[Start of Attachment]
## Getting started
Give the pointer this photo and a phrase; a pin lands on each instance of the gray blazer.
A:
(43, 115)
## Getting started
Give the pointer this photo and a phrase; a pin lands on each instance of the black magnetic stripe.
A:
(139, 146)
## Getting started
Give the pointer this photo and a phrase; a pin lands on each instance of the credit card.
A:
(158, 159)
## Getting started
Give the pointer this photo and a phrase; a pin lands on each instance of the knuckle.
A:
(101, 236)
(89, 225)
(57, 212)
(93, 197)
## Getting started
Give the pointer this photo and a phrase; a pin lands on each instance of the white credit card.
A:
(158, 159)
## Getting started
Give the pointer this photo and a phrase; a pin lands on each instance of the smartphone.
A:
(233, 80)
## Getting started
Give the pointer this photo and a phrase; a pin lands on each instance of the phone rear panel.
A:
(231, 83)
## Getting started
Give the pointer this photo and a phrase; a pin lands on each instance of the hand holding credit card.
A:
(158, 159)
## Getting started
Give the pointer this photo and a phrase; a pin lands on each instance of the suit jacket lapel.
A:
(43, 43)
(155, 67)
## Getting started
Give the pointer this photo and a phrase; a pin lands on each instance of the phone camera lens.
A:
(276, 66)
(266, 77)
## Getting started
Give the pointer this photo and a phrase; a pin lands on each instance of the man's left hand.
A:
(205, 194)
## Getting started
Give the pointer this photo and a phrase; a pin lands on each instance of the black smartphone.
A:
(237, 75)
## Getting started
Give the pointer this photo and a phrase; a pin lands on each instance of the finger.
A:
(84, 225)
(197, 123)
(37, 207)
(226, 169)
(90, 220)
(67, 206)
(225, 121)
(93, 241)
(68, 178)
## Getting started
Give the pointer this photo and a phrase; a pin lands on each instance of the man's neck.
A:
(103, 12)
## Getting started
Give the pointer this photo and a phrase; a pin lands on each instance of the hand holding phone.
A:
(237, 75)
[End of Attachment]
> [TASK DETAILS]:
Report, from the entries above, each line where "card" is found.

> [ANSWER FOR THIS EXERCISE]:
Give the pointer this photo and a phrase; a pin lands on each instance of the credit card.
Give the pointer this photo and a phrase; a pin lands on each instance of the white credit card.
Give the pointer this photo and a phrase; a pin lands on each instance of the hand holding credit card.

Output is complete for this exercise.